#### [Exercise prompt]
In the records below, find the line holding "Could you point to the green jacket" and the line holding "Target: tire track in snow". Set down both, with every line between them, exactly.

╭─ Material provided

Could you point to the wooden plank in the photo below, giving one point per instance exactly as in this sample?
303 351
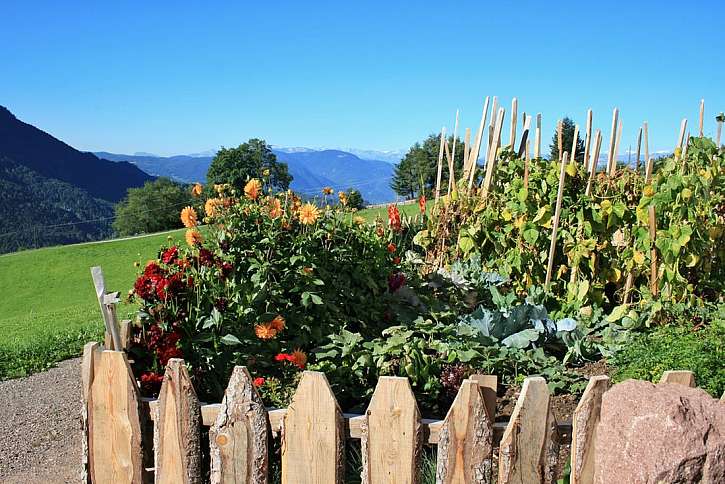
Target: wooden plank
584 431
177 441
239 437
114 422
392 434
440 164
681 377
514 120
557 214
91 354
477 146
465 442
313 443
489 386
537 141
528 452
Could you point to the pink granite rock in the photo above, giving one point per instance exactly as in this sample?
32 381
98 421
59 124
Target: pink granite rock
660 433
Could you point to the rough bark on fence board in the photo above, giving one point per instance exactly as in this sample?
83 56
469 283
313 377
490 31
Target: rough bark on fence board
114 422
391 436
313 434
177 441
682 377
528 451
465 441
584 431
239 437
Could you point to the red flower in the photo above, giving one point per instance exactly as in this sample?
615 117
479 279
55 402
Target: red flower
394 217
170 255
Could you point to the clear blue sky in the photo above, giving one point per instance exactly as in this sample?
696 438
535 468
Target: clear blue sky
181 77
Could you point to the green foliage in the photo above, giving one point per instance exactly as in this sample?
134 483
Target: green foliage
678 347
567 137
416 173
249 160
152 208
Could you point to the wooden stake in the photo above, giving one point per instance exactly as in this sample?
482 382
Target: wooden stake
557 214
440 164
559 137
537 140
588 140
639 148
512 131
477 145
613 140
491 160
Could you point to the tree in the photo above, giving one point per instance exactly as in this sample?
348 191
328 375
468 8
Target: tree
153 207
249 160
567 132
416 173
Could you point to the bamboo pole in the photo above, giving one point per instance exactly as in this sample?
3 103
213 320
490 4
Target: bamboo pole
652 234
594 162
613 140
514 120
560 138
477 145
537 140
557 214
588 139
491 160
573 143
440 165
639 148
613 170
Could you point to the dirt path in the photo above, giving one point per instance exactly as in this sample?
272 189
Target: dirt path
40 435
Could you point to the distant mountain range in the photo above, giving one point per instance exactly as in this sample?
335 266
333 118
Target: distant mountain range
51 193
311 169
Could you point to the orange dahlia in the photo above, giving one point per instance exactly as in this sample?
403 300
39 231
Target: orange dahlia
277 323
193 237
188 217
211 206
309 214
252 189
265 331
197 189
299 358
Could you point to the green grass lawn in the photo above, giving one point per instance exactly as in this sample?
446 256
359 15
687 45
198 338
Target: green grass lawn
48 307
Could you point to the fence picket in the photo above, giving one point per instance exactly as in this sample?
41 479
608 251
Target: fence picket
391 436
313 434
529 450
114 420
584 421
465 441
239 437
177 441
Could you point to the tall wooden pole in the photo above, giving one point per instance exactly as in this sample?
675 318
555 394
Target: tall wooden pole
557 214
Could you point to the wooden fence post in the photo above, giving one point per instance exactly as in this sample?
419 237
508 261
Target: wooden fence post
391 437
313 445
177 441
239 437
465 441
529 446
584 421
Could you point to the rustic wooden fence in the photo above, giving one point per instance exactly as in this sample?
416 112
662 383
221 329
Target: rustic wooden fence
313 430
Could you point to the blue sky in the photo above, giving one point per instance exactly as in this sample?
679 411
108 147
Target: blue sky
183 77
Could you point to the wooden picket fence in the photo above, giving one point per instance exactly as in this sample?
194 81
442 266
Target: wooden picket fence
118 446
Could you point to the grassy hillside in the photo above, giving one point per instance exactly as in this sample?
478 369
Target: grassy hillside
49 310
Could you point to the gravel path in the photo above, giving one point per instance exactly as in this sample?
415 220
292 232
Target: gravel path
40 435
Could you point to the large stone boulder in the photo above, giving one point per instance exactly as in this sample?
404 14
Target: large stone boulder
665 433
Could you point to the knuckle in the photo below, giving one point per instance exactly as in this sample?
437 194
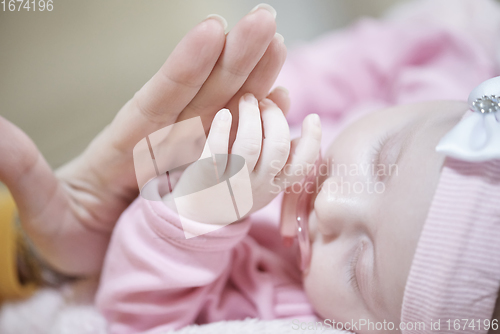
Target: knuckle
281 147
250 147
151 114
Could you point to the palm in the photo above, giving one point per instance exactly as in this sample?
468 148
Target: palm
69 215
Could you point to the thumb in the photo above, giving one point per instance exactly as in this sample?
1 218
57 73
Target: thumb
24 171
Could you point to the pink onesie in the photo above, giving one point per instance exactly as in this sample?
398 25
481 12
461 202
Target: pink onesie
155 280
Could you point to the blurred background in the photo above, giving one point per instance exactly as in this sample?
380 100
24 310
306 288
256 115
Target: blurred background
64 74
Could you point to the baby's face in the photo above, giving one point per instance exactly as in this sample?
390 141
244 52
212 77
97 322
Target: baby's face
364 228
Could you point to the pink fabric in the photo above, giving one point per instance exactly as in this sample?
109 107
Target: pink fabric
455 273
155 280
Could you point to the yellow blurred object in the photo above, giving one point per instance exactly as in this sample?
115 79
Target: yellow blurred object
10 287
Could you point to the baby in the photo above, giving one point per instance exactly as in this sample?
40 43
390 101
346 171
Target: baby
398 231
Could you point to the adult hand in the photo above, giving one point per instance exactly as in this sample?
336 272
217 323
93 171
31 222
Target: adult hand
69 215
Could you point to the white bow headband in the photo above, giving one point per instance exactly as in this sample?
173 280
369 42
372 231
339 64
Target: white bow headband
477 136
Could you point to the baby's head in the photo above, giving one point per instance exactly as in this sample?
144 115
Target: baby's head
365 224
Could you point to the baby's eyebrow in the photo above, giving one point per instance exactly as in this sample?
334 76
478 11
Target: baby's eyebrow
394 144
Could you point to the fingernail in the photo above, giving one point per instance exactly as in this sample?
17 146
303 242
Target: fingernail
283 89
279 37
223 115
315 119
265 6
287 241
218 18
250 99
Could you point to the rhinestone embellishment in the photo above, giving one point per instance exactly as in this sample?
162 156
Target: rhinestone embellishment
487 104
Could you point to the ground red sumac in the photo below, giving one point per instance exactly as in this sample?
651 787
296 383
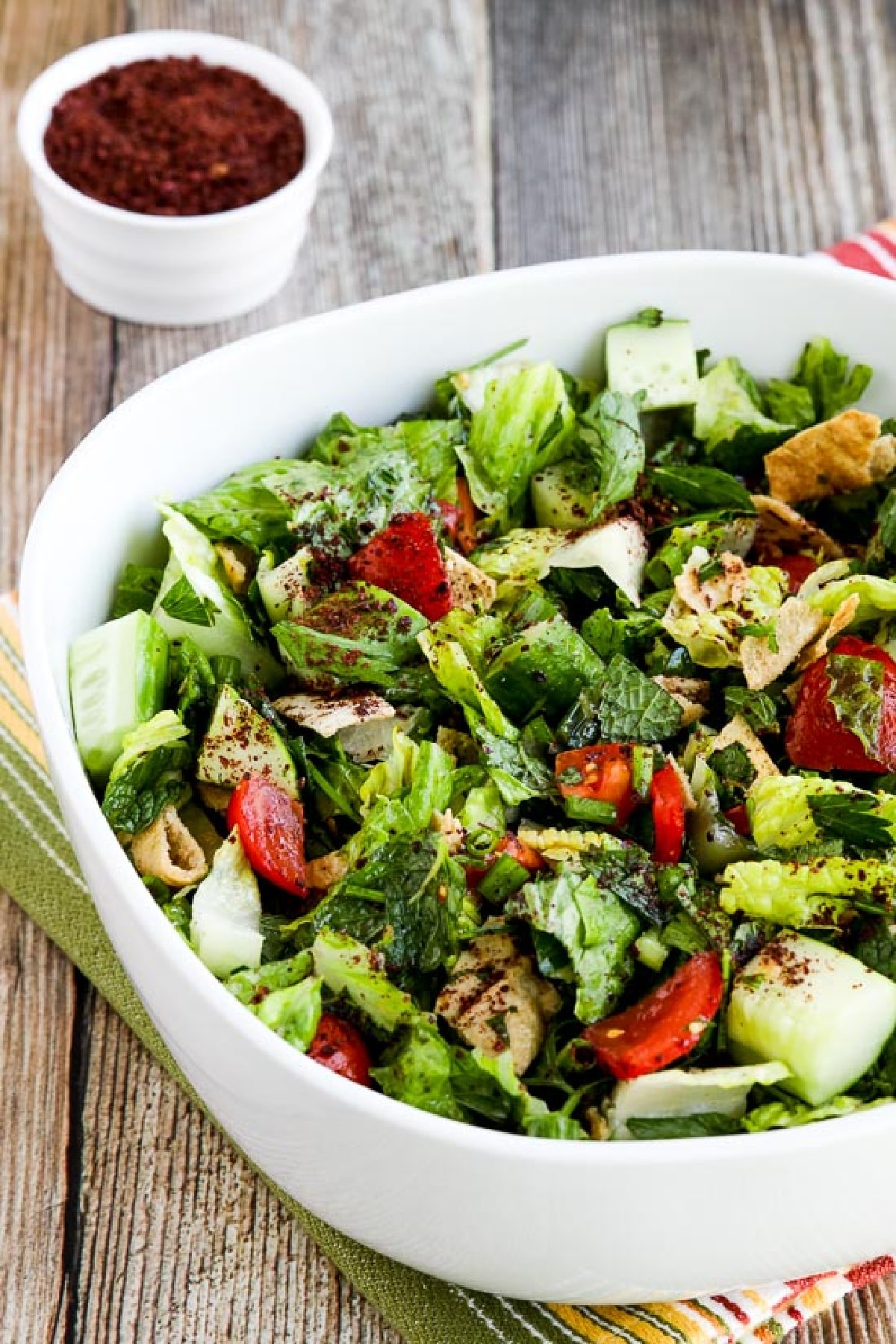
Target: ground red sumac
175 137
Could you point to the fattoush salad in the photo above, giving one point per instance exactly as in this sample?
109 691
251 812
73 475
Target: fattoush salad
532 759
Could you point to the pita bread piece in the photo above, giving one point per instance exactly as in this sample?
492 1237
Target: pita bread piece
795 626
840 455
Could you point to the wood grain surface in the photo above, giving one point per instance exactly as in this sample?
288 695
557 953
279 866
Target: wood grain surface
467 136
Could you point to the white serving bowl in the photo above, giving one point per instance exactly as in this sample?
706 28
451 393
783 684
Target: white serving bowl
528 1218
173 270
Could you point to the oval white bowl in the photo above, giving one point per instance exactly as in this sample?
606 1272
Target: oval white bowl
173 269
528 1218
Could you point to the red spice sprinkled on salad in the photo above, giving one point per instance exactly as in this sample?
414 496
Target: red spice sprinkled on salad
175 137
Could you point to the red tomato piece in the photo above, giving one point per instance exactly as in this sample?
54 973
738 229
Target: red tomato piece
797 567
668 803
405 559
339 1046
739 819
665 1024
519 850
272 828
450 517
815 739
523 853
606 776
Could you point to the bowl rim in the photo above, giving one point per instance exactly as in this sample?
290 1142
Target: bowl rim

╰─
╭─ Material provided

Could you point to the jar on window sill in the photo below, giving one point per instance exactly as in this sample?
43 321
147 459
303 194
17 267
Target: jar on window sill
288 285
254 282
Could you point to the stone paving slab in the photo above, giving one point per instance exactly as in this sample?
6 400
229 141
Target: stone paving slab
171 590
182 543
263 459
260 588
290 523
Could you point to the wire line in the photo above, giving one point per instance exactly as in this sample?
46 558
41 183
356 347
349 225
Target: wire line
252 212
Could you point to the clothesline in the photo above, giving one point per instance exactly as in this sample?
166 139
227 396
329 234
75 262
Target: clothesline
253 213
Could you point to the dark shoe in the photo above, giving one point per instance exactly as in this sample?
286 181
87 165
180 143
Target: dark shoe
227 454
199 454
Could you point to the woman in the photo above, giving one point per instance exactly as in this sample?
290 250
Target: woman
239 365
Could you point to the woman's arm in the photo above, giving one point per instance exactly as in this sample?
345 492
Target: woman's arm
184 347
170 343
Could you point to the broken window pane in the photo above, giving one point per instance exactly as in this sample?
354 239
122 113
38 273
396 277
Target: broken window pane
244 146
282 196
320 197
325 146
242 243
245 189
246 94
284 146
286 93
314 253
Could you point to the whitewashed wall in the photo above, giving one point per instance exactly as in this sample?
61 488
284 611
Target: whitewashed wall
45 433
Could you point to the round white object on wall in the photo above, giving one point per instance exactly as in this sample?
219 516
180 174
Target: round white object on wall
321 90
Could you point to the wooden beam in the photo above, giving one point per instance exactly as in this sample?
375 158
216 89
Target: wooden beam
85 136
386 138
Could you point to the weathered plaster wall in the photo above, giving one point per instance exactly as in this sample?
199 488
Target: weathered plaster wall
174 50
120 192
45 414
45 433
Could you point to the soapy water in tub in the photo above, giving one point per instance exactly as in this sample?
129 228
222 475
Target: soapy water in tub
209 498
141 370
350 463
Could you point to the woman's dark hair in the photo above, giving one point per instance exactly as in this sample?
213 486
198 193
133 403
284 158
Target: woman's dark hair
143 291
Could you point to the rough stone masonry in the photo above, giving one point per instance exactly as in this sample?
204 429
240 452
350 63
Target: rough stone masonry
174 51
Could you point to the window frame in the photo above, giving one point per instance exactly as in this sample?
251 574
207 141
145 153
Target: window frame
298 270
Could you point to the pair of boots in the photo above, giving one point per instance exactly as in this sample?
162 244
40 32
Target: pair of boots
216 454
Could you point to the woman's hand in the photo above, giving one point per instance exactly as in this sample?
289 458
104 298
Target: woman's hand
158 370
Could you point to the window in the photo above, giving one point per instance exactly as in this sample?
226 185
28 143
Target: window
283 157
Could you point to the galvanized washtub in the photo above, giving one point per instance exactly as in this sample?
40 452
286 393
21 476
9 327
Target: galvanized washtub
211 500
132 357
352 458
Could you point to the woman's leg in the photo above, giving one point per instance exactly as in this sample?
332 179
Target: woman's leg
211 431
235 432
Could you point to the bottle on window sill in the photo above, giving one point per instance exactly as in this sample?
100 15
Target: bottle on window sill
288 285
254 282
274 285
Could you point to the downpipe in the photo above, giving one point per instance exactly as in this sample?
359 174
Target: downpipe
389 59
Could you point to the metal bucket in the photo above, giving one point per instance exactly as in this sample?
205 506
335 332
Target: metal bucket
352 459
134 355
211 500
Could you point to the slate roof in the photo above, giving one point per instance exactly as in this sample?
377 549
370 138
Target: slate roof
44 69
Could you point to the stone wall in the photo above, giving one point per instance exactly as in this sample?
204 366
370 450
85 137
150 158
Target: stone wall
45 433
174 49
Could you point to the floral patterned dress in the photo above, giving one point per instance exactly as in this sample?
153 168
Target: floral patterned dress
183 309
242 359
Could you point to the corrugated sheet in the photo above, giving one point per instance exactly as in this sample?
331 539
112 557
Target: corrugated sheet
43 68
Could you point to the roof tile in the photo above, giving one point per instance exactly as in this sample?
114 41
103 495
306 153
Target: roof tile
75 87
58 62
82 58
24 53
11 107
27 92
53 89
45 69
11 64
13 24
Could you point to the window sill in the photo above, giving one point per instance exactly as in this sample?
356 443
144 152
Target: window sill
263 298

╰─
╭─ Material provided

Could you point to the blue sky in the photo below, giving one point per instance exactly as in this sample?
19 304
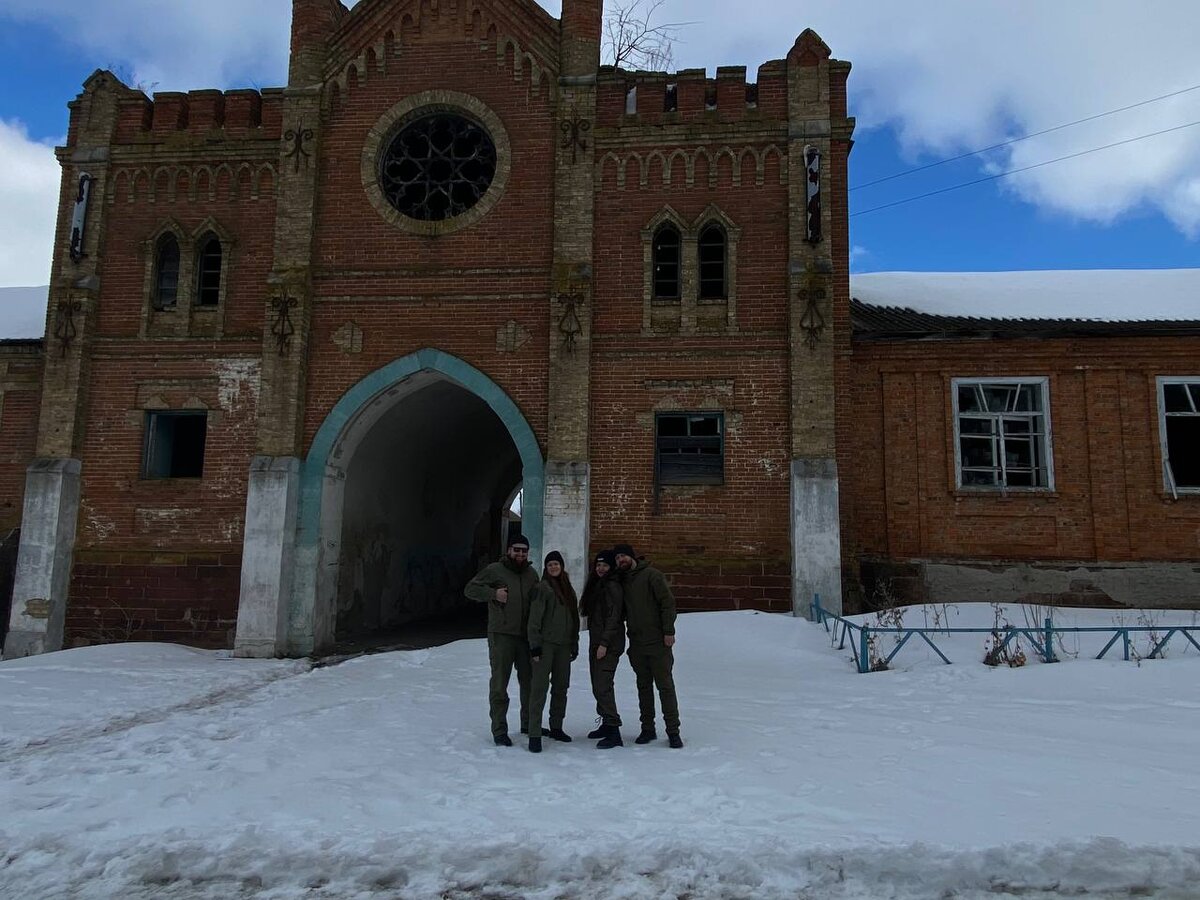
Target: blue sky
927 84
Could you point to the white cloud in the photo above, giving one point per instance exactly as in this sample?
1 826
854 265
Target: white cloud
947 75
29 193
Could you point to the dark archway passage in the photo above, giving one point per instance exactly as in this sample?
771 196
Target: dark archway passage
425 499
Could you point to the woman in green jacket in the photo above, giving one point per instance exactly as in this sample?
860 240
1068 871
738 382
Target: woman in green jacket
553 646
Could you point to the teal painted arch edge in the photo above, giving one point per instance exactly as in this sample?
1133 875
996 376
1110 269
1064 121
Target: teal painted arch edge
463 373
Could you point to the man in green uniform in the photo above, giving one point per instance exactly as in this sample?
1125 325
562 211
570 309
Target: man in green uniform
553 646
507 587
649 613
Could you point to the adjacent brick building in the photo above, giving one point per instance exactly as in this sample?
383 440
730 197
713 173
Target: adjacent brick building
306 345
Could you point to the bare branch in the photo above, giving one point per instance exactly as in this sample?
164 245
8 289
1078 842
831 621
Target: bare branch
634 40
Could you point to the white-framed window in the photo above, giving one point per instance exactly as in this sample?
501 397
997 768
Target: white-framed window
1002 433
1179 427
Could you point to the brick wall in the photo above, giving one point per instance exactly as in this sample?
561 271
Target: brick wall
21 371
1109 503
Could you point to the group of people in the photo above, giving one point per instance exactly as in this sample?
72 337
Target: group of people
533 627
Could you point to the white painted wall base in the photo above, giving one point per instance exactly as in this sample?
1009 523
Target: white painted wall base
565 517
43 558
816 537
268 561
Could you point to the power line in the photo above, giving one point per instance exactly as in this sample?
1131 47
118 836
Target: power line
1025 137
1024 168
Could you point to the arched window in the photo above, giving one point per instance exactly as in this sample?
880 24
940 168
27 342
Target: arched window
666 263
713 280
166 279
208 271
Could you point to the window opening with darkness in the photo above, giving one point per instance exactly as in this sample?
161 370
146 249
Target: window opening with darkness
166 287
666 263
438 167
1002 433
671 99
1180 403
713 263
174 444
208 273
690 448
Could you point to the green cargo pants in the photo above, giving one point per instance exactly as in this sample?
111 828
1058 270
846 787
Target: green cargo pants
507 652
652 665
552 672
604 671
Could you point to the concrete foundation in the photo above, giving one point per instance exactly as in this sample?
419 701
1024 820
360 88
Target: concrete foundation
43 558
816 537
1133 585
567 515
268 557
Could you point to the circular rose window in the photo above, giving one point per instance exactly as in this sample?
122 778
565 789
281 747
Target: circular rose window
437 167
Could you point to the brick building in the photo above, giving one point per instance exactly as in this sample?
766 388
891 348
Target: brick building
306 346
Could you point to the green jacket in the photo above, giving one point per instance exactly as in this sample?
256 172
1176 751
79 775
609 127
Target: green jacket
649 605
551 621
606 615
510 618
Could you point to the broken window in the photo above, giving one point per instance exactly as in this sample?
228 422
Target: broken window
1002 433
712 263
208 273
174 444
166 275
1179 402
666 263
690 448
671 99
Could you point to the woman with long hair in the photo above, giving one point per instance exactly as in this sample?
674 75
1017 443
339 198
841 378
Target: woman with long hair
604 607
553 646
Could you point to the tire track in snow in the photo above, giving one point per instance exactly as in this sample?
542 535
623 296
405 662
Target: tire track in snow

╰─

#### [Written response]
Could you point to the green jacket in the photo above, giving one point per instance exactly as in this sample?
256 172
1176 751
79 775
609 127
Target: green jacket
649 605
551 621
606 615
510 618
Could you point to the broken window in the photo above, giving one point per instance exactly as in this sample?
228 422
Target: broken window
1002 433
712 263
208 273
174 444
166 275
1179 402
666 263
690 448
671 99
Could you point to the woman with long hair in the photo above, giving one point per instance exactly as in this sample?
674 75
1017 443
339 198
841 378
Target: woman with long hair
604 607
553 646
Could you point to the tire track in snow in the photo above, giving one point per instance exactly as in this sample?
542 535
623 296
405 662
Target: tire track in snow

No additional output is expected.